* BEGIN INFORMATION PROVIDED *

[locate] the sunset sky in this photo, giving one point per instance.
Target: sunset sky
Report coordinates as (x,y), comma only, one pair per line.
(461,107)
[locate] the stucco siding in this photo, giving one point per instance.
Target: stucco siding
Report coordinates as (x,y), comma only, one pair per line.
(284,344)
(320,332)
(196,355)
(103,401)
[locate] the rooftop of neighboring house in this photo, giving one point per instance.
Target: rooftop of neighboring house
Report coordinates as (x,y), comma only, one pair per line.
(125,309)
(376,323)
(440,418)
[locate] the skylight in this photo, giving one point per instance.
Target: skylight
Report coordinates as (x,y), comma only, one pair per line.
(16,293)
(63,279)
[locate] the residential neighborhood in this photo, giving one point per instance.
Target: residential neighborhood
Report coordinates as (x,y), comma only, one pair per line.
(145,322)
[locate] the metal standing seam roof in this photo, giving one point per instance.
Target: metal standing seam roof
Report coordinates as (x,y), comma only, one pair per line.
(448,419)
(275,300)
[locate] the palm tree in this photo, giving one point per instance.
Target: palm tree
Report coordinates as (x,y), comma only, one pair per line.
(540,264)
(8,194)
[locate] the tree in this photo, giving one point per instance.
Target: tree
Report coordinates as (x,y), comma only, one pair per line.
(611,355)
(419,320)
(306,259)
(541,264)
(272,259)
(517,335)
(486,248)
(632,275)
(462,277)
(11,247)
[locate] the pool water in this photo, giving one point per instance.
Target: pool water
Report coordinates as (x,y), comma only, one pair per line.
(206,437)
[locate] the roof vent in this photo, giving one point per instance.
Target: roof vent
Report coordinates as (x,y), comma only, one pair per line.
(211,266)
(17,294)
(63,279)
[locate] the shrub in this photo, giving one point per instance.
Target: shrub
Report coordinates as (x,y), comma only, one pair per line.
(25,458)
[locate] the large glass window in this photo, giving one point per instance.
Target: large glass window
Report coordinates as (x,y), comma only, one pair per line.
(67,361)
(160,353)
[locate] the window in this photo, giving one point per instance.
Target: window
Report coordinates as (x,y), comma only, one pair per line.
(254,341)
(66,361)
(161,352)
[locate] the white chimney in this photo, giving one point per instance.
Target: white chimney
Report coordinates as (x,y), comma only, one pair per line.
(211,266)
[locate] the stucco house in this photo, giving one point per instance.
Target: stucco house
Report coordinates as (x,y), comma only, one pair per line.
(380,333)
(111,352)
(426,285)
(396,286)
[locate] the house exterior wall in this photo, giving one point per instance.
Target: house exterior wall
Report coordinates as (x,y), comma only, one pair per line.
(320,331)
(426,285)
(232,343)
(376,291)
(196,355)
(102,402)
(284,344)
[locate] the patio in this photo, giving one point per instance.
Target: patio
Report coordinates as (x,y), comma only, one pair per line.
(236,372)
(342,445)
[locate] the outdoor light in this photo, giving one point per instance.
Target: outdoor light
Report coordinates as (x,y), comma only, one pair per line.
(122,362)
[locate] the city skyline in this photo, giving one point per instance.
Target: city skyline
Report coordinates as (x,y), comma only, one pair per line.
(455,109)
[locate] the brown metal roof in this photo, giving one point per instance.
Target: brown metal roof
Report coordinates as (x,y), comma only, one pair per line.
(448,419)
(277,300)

* END INFORMATION PROVIDED *
* BEGIN INFORMATION PROVIDED *

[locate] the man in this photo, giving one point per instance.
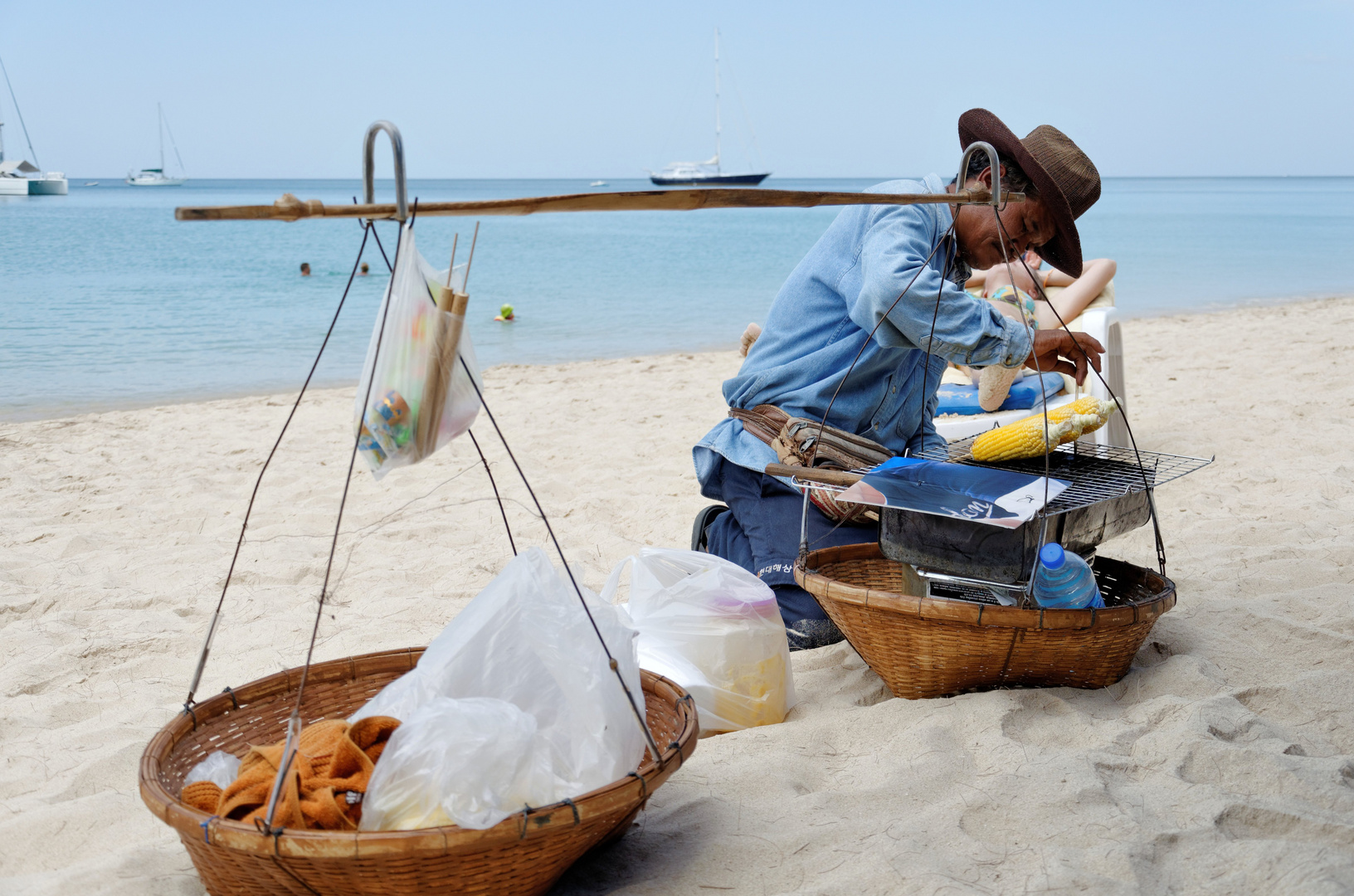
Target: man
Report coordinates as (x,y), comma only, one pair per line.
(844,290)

* END INFORMATION PROVIDED *

▸ **WRITTEN TASK**
Gather every line of the records above that contains the string "stucco", copying each line in full.

▸ **RESPONSE TO THIS EXERCISE**
[locate] the stucco siding in this photo, giving one point per instance.
Target: stucco siding
[locate] the stucco house in this photo, giving one point per instance.
Target: stucco house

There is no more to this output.